*Stated goal 1*
Report every line of the entries that contains the string "pink".

*Reading text*
Due to the increase in losses, the warlike fervor of the Hungarian command decreased. On September 5, 1941, General Henrik Werth was removed from his post as Chief of the General Staff. His place was taken by infantry general Ferenc Szombathely, who believed that it was time to curtail the active military operations of the Hungarian troops and withdraw them to protect the borders. But it was possible to achieve this from Hitler only by promising to allocate Hungarian units to guard supply lines and administrative centers in the rear of the German army.

Meanwhile, the Mobile Corps continued to fight at the front, and only on November 24, 1941 did its last units leave for Hungary. Corps losses on the Eastern Front amounted to 2,700 killed (including 200 officers), 7,500 wounded and 1,500 missing. In addition, all tankettes, 80% of light tanks, 90% of armored vehicles, more than 100 vehicles, about 30 guns and 30 aircraft were lost.

At the end of November, “light” Hungarian divisions began arriving in Ukraine to perform police functions in the occupied territories. The headquarters of the Hungarian “Occupation Group” was located in Kyiv. Already in December, the Hungarians began to be actively involved in anti-partisan operations. Sometimes such operations turned into military clashes that were quite serious in scale. An example of one such action is the defeat of the partisan detachment of General Orlenko on December 21, 1941. The Hungarians managed to surround and completely destroy the enemy base. According to Hungarian data, about 1,000 partisans were killed.

At the beginning of January 1942, Hitler demanded that Horthy increase the number of Hungarian units on the Eastern Front. Initially, it was planned to send at least two-thirds of the entire Hungarian army to the front, but after negotiations the Germans reduced their demands.

*Stated goal 2*
Answer these questions using the passage on Hungarian troops above:
(a) Who replaced Henrik Werth as Chief of the General Staff?
(b) On what date did the last units of the Mobile Corps leave for Hungary?
(c) In which city was the headquarters of the Hungarian "Occupation Group" located?

(Records for identifying positions)

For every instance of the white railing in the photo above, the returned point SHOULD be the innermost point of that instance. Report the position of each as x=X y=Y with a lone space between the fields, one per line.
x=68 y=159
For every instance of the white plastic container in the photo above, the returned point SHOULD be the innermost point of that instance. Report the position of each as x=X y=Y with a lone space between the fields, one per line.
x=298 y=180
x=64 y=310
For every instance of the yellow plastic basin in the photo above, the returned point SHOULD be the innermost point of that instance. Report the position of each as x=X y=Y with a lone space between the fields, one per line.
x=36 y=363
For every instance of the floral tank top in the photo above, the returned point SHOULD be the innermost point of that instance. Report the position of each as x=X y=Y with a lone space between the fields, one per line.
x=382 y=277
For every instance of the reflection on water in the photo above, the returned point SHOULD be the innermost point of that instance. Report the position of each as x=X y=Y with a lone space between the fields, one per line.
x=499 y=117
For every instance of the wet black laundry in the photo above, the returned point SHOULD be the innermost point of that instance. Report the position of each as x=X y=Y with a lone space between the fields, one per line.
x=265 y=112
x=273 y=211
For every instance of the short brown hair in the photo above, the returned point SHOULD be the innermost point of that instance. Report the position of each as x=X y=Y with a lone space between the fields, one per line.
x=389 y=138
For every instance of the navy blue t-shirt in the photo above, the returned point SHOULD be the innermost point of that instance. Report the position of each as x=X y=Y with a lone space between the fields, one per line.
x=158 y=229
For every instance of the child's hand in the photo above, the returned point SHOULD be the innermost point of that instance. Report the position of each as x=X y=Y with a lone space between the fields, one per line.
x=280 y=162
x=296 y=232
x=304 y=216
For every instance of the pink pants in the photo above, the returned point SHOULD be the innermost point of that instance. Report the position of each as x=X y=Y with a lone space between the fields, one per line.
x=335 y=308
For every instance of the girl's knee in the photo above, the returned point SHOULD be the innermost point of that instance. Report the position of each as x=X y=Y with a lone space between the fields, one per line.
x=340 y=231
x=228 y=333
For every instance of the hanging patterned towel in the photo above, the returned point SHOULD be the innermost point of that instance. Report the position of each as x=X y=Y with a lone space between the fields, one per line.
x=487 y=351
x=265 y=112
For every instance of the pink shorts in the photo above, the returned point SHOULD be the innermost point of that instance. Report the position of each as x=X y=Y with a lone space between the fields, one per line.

*Complete output 1*
For every instance of the pink pants in the photo above, the returned point SHOULD be the innermost point of that instance. Report the position of each as x=X y=Y with a lone space between the fields, one per line.
For every instance of the pink shorts in the photo above, the returned point SHOULD be the innermost point of that instance. Report the position of each as x=X y=Y with a lone space between the fields, one per line.

*Complete output 2*
(a) Infantry general Ferenc Szombathely
(b) November 24, 1941
(c) Kyiv